Information supplied Block Start
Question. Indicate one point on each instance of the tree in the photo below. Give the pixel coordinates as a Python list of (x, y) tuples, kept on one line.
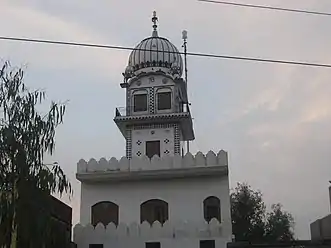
[(251, 222), (279, 225), (26, 136)]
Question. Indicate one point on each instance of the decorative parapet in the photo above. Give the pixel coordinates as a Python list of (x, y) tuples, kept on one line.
[(156, 163), (177, 230)]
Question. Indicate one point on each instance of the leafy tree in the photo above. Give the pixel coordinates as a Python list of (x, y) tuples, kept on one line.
[(279, 225), (26, 136), (251, 222)]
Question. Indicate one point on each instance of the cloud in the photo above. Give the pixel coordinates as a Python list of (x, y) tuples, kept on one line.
[(29, 22), (273, 119)]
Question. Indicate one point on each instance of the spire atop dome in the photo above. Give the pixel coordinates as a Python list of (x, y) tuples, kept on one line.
[(154, 20)]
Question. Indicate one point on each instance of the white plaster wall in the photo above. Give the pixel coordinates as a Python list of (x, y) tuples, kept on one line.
[(184, 196), (165, 243), (160, 134)]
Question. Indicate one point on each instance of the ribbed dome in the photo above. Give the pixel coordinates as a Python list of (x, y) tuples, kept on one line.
[(155, 52)]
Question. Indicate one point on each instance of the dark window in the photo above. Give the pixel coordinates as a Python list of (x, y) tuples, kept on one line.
[(104, 212), (140, 102), (212, 208), (207, 243), (164, 100), (96, 246), (153, 245), (154, 210), (152, 148)]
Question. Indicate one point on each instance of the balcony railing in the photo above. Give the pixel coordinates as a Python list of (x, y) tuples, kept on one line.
[(128, 111)]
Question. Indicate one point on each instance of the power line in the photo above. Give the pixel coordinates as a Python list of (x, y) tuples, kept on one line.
[(188, 53), (267, 7)]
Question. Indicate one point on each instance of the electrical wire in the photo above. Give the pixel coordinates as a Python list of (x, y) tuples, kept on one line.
[(267, 7), (286, 62)]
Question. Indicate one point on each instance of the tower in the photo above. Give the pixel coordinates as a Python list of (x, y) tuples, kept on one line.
[(157, 118), (155, 196)]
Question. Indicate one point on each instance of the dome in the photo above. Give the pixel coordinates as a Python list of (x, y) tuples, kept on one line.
[(157, 53)]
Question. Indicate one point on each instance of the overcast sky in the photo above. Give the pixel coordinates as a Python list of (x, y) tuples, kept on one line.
[(274, 120)]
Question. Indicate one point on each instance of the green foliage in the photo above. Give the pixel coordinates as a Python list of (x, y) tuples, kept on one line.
[(251, 222), (25, 137)]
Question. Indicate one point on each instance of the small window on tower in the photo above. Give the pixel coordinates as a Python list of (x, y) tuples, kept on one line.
[(140, 102), (163, 100), (207, 243), (152, 148)]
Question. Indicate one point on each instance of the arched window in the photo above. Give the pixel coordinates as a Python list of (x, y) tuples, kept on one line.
[(104, 212), (212, 208), (154, 210), (163, 97), (139, 101)]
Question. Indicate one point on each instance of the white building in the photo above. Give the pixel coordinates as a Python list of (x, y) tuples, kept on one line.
[(155, 196)]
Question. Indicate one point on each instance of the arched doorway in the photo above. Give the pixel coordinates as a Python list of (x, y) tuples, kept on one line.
[(104, 212), (212, 208), (154, 210)]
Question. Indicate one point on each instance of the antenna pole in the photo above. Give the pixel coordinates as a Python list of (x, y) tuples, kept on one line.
[(184, 33)]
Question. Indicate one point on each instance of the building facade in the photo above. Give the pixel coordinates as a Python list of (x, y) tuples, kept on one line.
[(156, 195)]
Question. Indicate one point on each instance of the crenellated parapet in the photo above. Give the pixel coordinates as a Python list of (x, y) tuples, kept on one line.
[(177, 230), (156, 163)]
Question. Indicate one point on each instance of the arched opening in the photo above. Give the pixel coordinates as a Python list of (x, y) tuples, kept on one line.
[(212, 208), (139, 101), (104, 212), (154, 210), (164, 99)]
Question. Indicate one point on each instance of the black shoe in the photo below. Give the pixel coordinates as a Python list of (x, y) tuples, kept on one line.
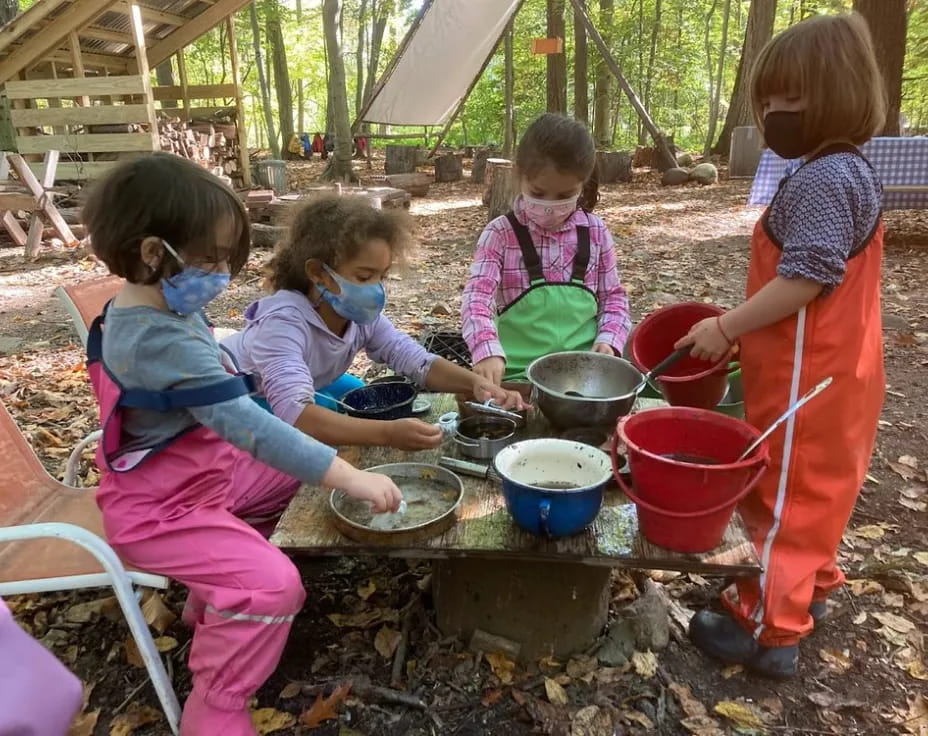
Information supplied Block End
**To do**
Copy out all of the listing word for word, but skip the images.

**Solution for this task**
Question. Indicate one point on each instance of the tree in the photo below. Give the pixel coordinates as a Python list of (x, y) tuples, kept on one line.
[(251, 222), (279, 225), (26, 136)]
Question. Indicate one point on each instance of the decorative parapet in the photo above. Give the pixel coordinates as a Python list of (x, y) tuples, kept on one line.
[(156, 163), (177, 230)]
Question. Indicate one point on each instance of the leafy tree in the photo above. Give the pixel coordinates as a Python list of (x, y) tuples, kept on one line.
[(279, 225), (26, 136), (251, 222)]
Question. Indicate one point on each instance of the cloud in the photo above. Give the pixel coordinates as a Python list of (x, y) tuples, kept on one line.
[(29, 22), (273, 119)]
Question. Indicate one point on each instance of the spire atop dome in the photo above. Give the pixel coordinates as a Python list of (x, y) tuples, kept on one line.
[(154, 20)]
Question. Indicate one point on each instance of the white plaster wall in the photo above. Give the pixel coordinates as a Python list of (x, y) tuples, kept on one line.
[(184, 196), (165, 243), (160, 134)]
Question. Indicate one point on each instance of the ribbed dome in the photo above. Give the pixel coordinates as a Python list of (x, y) tuples, kept on one line.
[(155, 52)]
Question. Indicate one point on each instance of the dark window in the photo above. Give the pixel coordinates as a Python list of (x, y) tuples, kept on one line.
[(104, 212), (140, 102), (212, 208), (207, 243), (164, 100), (96, 246), (153, 245), (154, 210), (152, 148)]
Question. Indicate one point on each instance of the balcony railing in the photo above. Give the pixel coordinates as a Python list of (x, y) tuples, kept on one line.
[(128, 111)]
Question. Indicate one point on each instance of the power line in the photo above. Give the pixel coordinates as a Python list of (x, y) tuples, kept on one line.
[(188, 53), (267, 7)]
Question. Indicate one point on each instance of the electrical wire in the photo above. Give the pixel coordinates as a Python list of (x, y) tuples, kept on one line.
[(267, 7), (286, 62)]
Question. Indicate one point on each instance of the tower in the photo above. Give the pixel coordinates as a Python list of (x, y) tuples, kept on one line.
[(157, 118), (155, 196)]
Question. Indicate one point on each instance of the dome in the photo above. Give the pixel coordinates as a Python list of (x, y) tuples, kept on one line.
[(157, 53)]
Question. Indicate one point on each instance of the overcast sky in the photo above. Give the pixel coordinates as a Python list of (x, y) tuples, kept on one line.
[(274, 120)]
Question. Indicate one point on each instance of the green foliage in the photo above. Give the pixel coordinates as a Python list of (x, y) tuples, kept on one line.
[(251, 222), (25, 137)]
Question. Indicate one point on each instance of the small window on tower in the photo above. Give the pixel coordinates as a Python list of (x, y) tuples, kept on one line.
[(140, 102), (163, 100), (207, 243), (152, 148)]
Question. Indicate one point on each instance of the arched window in the photo above. Give the pixel coordinates as a Python list of (x, y) tuples, kept on one line.
[(104, 212), (212, 208), (154, 210), (163, 97), (139, 101)]
Question. Indicate one point on each instance of the white building in the photo above. Give the pixel coordinates as a Python list of (x, y) tuples, kept on one line.
[(155, 196)]
Question. Indicate one point on each instance of the arched doorway in the photo above. Give the pixel coordinates as a Python list of (x, y) tuples, kept on one line.
[(104, 212), (212, 208), (154, 210)]
Question. Indicate one point on each instance of the antenna pole in the photo above. Give the pixel coordinates as a Python list of (x, y) tuples, kept on one line.
[(184, 33)]
Question. Indicate one point on each instance of the building facade in the photo above. Give the pixel coordinates as a Python list of (x, y) tuples, kept on one line.
[(156, 195)]
Question. Indicate one point on each instance of the crenellated parapet in the photo above. Give the pixel coordinates as a Python list of (x, y) tuples, kept on one line.
[(177, 230), (156, 163)]
Question. Indicate one point on each instance of the arched opening in the photo above. Give the pixel coordinates as a Python list of (x, y) tuples, kept on one line.
[(212, 208), (139, 101), (104, 212), (154, 210), (164, 99)]
Question. Indicate one point on each instance of the black shoe in the photo below. Give the pixel coordinates as a Python list of (x, y) tuples, kept on one line.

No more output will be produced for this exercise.